Deloitte sees a similar trajectory. Just like solar and wind were “the surprise of the last decade,” a new report from the consulting firm says it “now looks likely” hydrogen will be the next energy to scale. Hydrogen-related venture capital activity reached a record of almost $2 billion last year. Deloitte projects 2022 will top that.
Nonetheless, hydrogen still struggles with a chicken-and-egg conundrum. The existing infrastructure is insufficient to support a critical mass of early adopters.
There are 48,148 electric-vehicle charging stations in the United States, according to November 2022 figures from the Energy Department’s Alternative Fuels Data Center, and infrastructure is starting to grow quickly.
There are just 54 public hydrogen fueling stations.
“When you ask people in real estate what’s important and you hear, ‘location, location, location,’ here we think the most important thing is, ‘infrastructure, infrastructure, infrastructure,’ ” Pratt said.
A critical mass of users must exist for hydrogen fueling stations to achieve economic viability. Depending on frequency of fill-ups and use cases, each filling station could support anywhere from 100 to 400 vehicles, according to a 2017 report from the International Council on Clean Transportation.

### ENTRIES PROVIDED
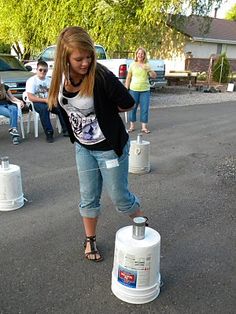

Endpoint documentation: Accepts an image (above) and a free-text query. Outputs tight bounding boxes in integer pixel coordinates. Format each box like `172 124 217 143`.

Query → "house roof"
169 15 236 44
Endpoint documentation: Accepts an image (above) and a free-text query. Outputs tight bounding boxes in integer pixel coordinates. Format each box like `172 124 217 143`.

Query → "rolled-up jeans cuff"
79 205 101 218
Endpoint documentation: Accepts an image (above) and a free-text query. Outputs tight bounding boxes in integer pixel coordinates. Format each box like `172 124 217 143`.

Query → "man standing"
26 60 68 143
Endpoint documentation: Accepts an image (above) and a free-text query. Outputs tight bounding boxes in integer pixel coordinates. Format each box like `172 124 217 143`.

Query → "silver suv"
0 53 33 98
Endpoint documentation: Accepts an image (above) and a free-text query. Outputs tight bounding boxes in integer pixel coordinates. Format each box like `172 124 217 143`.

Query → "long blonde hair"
48 26 96 109
0 83 7 100
134 47 147 63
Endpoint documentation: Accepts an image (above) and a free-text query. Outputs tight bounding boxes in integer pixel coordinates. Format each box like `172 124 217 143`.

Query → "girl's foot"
84 236 103 262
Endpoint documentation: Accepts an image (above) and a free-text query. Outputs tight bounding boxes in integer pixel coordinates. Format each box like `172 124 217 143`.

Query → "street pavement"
0 94 236 314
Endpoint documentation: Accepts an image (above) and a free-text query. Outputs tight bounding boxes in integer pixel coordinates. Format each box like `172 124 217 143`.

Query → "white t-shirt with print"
58 87 105 145
26 75 51 98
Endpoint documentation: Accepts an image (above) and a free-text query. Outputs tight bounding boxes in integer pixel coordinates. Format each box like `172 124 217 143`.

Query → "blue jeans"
0 104 18 128
75 143 140 218
34 102 67 135
128 90 150 123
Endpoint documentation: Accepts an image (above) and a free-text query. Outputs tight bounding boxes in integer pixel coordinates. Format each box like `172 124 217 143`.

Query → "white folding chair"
22 91 62 137
0 101 25 138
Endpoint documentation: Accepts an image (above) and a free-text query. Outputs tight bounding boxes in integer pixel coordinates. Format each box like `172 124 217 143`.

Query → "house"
166 15 236 72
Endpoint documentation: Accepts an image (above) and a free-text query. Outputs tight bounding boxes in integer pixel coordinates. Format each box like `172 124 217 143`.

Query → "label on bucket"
117 251 151 288
118 266 137 288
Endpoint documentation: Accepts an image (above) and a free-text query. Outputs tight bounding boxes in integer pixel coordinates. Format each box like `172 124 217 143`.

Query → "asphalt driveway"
0 96 236 314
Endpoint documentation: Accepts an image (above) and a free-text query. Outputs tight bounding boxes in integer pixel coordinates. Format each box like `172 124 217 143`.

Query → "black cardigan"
59 64 135 156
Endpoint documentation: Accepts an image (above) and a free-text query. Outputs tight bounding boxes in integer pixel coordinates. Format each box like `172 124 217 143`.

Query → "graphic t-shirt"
26 75 51 98
59 90 105 145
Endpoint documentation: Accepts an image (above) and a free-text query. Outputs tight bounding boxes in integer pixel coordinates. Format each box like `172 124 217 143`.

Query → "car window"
39 47 56 61
0 56 27 71
38 46 106 62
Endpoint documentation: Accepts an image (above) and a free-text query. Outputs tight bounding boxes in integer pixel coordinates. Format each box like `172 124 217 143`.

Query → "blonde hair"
134 47 147 63
48 26 96 109
0 83 7 100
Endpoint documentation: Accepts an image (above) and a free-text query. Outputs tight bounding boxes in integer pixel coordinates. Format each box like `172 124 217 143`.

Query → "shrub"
213 53 230 83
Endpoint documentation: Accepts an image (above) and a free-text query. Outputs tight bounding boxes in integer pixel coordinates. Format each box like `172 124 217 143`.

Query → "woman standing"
49 26 146 262
125 47 157 134
0 83 24 145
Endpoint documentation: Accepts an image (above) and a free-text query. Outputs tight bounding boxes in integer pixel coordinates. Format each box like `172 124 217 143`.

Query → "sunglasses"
38 69 48 73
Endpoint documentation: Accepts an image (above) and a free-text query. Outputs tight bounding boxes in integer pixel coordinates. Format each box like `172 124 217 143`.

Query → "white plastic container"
0 157 24 211
129 134 151 174
111 217 161 304
227 83 234 92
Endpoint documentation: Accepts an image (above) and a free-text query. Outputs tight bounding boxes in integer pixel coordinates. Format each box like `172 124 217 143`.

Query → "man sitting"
26 60 68 143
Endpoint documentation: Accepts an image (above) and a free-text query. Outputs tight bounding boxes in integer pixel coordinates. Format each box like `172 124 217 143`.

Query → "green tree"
225 4 236 21
0 42 11 53
213 53 230 83
0 0 225 59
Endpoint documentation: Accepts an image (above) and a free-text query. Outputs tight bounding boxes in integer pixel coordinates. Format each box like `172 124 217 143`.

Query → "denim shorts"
75 142 140 218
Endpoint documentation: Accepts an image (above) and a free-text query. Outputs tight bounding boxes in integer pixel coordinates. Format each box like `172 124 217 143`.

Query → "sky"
210 0 236 19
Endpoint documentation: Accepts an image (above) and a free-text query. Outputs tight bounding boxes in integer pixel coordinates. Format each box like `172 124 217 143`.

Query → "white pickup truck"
25 45 167 88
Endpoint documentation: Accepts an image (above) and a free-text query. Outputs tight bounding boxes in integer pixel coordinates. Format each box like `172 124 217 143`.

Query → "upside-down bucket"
129 134 150 174
111 217 161 304
0 157 24 211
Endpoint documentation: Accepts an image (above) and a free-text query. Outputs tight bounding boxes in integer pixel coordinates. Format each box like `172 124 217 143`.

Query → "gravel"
151 86 236 108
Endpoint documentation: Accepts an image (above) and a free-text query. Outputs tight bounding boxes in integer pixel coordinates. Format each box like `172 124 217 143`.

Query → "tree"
0 0 225 59
213 53 230 83
225 4 236 21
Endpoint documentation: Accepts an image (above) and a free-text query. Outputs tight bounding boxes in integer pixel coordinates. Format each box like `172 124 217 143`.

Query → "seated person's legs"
34 102 53 139
0 104 20 144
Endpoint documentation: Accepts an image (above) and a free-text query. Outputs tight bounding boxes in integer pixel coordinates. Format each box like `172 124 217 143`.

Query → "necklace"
69 77 83 87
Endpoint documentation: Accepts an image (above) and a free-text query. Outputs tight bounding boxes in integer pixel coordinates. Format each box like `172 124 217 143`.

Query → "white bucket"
227 83 234 92
111 226 161 304
129 134 150 174
0 162 24 211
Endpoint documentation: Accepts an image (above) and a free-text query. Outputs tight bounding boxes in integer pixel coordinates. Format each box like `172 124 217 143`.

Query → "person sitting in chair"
26 60 68 143
0 83 24 145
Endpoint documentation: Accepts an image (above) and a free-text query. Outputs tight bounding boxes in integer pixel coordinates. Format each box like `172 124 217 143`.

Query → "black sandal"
84 236 103 262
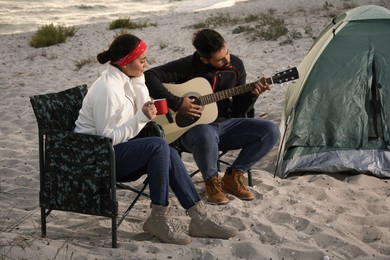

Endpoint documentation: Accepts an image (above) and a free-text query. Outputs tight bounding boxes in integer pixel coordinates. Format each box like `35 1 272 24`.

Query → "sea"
0 0 245 35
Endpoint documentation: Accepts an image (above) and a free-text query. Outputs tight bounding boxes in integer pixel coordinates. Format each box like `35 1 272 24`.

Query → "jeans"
114 137 200 209
180 118 280 180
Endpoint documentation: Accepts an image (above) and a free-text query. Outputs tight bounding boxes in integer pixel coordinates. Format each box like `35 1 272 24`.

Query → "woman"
75 34 237 244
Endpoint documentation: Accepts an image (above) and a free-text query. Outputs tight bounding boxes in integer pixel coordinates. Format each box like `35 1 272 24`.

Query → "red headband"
112 40 148 66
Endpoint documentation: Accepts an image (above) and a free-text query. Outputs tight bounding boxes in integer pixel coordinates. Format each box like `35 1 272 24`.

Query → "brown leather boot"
222 168 255 200
204 175 229 205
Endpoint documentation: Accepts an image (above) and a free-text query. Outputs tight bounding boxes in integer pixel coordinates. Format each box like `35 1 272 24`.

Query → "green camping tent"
275 5 390 178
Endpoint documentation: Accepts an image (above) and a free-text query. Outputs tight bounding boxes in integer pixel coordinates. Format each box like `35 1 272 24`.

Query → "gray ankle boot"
142 204 191 245
187 201 238 239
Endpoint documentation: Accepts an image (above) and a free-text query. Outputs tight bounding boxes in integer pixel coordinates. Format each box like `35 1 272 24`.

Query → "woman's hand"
142 101 157 120
251 77 272 96
179 97 202 117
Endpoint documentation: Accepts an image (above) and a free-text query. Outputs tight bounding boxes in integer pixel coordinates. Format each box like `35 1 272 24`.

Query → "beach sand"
0 0 390 260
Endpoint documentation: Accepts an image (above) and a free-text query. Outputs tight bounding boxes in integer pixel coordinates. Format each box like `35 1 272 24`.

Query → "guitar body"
154 68 299 144
154 77 218 143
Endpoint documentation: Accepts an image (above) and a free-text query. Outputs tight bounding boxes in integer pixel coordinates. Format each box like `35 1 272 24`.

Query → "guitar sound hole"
176 96 200 127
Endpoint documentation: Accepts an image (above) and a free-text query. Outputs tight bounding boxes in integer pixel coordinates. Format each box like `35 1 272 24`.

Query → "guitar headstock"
271 67 299 84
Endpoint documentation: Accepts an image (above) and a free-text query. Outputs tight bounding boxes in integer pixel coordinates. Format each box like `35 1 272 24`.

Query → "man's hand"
179 97 202 117
251 77 272 96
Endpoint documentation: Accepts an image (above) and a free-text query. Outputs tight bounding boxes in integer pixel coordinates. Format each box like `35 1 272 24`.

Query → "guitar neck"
199 78 272 105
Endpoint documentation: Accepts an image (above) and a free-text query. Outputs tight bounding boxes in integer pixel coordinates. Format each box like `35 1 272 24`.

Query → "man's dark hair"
192 29 226 59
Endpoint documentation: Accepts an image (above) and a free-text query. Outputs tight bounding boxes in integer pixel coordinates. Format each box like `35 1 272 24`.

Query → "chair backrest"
30 84 88 131
30 84 117 216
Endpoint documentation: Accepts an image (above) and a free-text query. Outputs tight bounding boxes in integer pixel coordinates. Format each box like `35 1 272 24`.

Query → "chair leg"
111 216 118 248
41 207 46 237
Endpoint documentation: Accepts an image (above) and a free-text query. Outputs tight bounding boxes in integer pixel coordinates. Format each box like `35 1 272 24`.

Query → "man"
145 29 280 204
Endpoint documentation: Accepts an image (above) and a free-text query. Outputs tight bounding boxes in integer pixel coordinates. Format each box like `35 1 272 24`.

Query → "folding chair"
170 139 253 187
30 84 154 248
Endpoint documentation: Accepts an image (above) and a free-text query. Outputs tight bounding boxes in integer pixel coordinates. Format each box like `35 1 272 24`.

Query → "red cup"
153 98 168 115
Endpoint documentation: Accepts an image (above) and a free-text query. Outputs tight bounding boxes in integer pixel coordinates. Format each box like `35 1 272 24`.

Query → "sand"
0 0 390 260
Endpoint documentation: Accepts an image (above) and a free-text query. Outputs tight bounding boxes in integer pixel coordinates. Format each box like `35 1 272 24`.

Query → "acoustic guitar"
154 67 299 143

### TASK REQUIREMENTS
Reproduce the full text on hydrogen fueling infrastructure word for word. The records have no connection to the text on hydrogen.

### YOUR RESPONSE
Deloitte sees a similar trajectory. Just like solar and wind were “the surprise of the last decade,” a new report from the consulting firm says it “now looks likely” hydrogen will be the next energy to scale. Hydrogen-related venture capital activity reached a record of almost $2 billion last year. Deloitte projects 2022 will top that.
Nonetheless, hydrogen still struggles with a chicken-and-egg conundrum. The existing infrastructure is insufficient to support a critical mass of early adopters.
There are 48,148 electric-vehicle charging stations in the United States, according to November 2022 figures from the Energy Department’s Alternative Fuels Data Center, and infrastructure is starting to grow quickly.
There are just 54 public hydrogen fueling stations.
“When you ask people in real estate what’s important and you hear, ‘location, location, location,’ here we think the most important thing is, ‘infrastructure, infrastructure, infrastructure,’ ” Pratt said.
A critical mass of users must exist for hydrogen fueling stations to achieve economic viability. Depending on frequency of fill-ups and use cases, each filling station could support anywhere from 100 to 400 vehicles, according to a 2017 report from the International Council on Clean Transportation.